* [Task description]:
Copy the data below word for word, from the line containing "Pinpoint white breeches in the picture." through the line containing "117,55,139,82", with both of those lines included.

┄┄┄┄┄┄┄┄┄┄

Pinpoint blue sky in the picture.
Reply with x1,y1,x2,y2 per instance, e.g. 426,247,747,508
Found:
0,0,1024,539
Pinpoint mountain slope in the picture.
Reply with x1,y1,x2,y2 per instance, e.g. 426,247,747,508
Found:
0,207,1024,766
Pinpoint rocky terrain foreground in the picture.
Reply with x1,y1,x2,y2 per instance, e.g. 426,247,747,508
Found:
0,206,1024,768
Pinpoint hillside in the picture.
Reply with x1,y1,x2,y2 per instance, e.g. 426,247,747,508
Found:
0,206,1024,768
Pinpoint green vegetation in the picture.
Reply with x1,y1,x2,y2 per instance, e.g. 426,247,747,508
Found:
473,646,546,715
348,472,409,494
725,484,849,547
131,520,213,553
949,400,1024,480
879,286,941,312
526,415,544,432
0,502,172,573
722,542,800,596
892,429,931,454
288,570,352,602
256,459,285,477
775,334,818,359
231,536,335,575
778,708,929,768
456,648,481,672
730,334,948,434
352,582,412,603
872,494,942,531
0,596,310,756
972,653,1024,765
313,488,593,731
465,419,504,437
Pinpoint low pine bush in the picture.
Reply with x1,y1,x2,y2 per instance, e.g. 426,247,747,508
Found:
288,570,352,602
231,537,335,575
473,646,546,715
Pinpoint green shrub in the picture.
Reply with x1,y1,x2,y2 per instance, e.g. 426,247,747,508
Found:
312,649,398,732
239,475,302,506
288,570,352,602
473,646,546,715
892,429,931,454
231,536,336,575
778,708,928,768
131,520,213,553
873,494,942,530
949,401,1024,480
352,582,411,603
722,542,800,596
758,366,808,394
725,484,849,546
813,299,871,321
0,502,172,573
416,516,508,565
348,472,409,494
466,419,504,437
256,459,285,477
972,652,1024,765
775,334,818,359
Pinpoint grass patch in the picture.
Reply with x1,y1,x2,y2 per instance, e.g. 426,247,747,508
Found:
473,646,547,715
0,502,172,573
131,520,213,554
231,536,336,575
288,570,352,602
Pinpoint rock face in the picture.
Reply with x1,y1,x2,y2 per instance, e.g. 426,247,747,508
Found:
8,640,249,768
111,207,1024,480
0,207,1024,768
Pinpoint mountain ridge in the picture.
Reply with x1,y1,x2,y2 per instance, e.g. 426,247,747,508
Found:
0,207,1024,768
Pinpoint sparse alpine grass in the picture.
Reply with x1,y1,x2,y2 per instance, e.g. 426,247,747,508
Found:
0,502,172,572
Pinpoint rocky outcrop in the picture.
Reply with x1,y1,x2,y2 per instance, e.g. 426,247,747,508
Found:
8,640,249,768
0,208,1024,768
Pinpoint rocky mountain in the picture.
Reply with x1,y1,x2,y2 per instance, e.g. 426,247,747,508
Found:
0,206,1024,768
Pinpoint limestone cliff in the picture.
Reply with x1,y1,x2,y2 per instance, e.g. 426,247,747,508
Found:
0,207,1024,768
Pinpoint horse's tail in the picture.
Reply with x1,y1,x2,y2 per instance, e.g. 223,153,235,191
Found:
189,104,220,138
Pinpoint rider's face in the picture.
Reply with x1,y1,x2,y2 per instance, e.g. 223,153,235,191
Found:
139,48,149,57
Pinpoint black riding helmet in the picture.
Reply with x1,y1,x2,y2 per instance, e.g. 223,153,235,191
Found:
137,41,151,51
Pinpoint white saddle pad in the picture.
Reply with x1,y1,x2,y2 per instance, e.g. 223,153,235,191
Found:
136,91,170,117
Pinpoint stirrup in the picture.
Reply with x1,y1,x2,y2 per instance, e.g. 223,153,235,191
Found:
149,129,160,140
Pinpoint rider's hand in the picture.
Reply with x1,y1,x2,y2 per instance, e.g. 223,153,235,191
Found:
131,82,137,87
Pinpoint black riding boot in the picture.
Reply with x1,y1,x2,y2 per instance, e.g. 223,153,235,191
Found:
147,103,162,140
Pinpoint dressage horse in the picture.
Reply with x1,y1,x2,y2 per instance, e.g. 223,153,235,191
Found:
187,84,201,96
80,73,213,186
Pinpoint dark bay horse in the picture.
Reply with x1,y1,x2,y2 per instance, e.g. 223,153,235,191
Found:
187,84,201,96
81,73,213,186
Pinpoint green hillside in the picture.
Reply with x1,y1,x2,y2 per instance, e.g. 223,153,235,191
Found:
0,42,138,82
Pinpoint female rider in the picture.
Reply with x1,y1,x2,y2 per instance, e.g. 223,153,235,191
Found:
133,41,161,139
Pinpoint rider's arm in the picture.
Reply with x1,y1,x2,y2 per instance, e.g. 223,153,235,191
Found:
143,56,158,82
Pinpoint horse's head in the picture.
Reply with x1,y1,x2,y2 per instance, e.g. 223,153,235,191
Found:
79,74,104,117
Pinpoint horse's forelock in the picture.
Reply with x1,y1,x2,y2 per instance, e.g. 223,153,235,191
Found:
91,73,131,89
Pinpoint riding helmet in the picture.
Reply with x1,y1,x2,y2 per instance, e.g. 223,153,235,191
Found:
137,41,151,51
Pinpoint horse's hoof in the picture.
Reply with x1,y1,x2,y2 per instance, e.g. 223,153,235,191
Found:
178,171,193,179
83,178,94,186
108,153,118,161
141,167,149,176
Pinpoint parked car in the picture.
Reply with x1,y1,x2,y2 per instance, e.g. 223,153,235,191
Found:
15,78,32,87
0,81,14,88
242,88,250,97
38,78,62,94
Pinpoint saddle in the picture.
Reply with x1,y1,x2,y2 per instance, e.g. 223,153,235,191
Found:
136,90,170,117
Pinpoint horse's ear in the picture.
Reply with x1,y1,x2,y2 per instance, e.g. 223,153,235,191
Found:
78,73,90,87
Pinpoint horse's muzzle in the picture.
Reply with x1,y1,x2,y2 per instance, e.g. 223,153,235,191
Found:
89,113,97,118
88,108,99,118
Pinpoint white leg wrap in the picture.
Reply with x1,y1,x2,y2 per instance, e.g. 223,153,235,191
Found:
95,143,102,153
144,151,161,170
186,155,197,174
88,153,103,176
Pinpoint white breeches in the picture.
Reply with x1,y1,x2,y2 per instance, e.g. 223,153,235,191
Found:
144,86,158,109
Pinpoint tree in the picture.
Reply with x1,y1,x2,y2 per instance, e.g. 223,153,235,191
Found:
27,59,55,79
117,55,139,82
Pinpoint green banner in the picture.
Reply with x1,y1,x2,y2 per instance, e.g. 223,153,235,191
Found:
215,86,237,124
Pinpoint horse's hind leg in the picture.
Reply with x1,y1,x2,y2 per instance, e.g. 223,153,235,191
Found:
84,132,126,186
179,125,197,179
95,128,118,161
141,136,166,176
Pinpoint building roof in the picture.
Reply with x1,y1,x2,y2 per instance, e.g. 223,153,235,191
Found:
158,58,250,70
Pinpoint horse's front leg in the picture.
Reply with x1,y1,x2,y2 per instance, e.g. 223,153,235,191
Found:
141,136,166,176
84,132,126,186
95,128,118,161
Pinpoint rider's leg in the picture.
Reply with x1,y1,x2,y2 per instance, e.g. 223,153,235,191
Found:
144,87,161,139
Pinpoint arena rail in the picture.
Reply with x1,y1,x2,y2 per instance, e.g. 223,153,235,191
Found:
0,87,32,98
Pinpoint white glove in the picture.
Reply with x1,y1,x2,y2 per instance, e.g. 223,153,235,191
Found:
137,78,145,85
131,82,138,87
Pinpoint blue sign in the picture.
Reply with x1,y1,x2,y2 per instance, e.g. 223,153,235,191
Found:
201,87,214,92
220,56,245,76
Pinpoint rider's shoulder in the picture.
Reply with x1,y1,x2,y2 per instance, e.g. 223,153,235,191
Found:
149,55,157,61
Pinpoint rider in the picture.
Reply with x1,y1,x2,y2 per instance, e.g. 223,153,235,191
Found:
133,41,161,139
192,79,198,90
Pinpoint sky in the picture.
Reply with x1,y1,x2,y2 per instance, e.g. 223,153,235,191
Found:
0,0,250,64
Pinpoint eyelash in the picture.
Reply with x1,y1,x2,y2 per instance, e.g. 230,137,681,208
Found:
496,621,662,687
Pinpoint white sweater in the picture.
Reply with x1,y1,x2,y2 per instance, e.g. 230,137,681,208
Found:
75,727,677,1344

┄┄┄┄┄┄┄┄┄┄

* [Answer to the task]:
Pinpoint white breeches in the picture.
Reply with x1,y1,x2,y2 per instance, e.g. 223,153,235,191
Found:
144,86,158,109
Pinpoint tree in the picture.
Reply with x1,y1,x2,y2 per instance, e.g. 223,153,235,191
Found:
27,59,55,79
117,55,139,82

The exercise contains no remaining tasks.